──────── DATA SUPPLIED

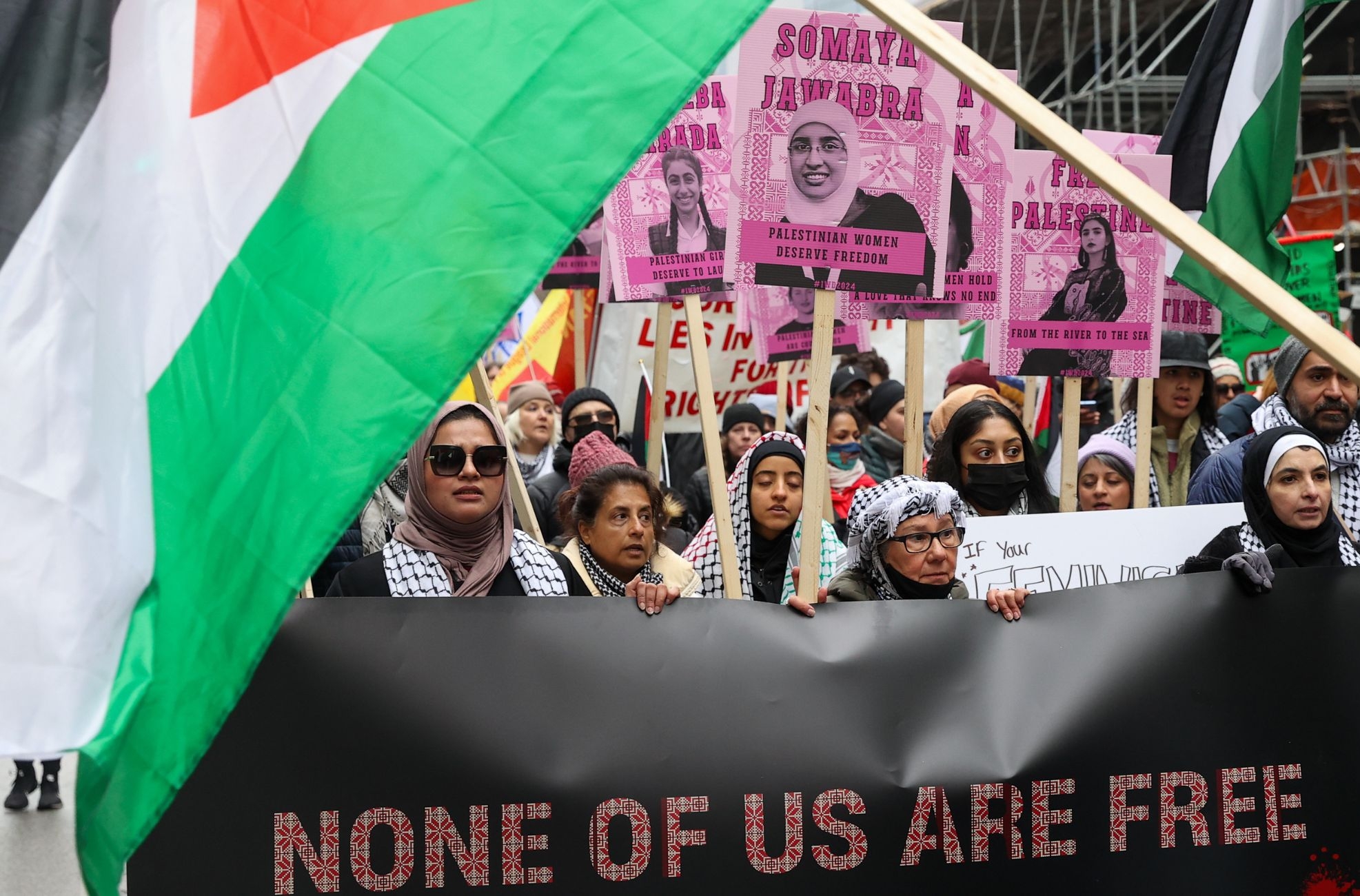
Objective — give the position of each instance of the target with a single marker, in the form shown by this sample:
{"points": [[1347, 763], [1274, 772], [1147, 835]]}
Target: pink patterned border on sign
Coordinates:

────────────────
──────── DATA SUPPLIED

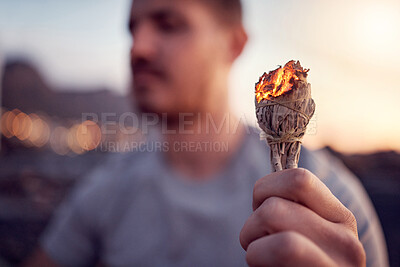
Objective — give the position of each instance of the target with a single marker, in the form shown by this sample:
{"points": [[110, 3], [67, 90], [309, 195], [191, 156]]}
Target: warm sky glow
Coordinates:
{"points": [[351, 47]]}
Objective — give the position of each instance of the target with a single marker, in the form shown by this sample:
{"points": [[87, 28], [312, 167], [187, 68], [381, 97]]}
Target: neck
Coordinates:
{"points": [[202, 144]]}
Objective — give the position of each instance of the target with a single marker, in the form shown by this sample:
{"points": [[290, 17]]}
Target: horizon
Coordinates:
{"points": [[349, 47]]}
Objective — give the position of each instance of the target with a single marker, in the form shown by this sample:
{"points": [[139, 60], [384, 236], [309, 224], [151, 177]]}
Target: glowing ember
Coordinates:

────────────────

## YOUR OBJECTIVE:
Pull out each line of the items above that contains the string "points" and copy those lines in full.

## COMPLETED EXERCISE:
{"points": [[1347, 763], [1274, 772], [1147, 835]]}
{"points": [[110, 3], [67, 90], [309, 195], [191, 156]]}
{"points": [[351, 47]]}
{"points": [[87, 28], [312, 167], [187, 68], [381, 97]]}
{"points": [[202, 144]]}
{"points": [[290, 17]]}
{"points": [[349, 47]]}
{"points": [[139, 60], [384, 236], [309, 224], [151, 177]]}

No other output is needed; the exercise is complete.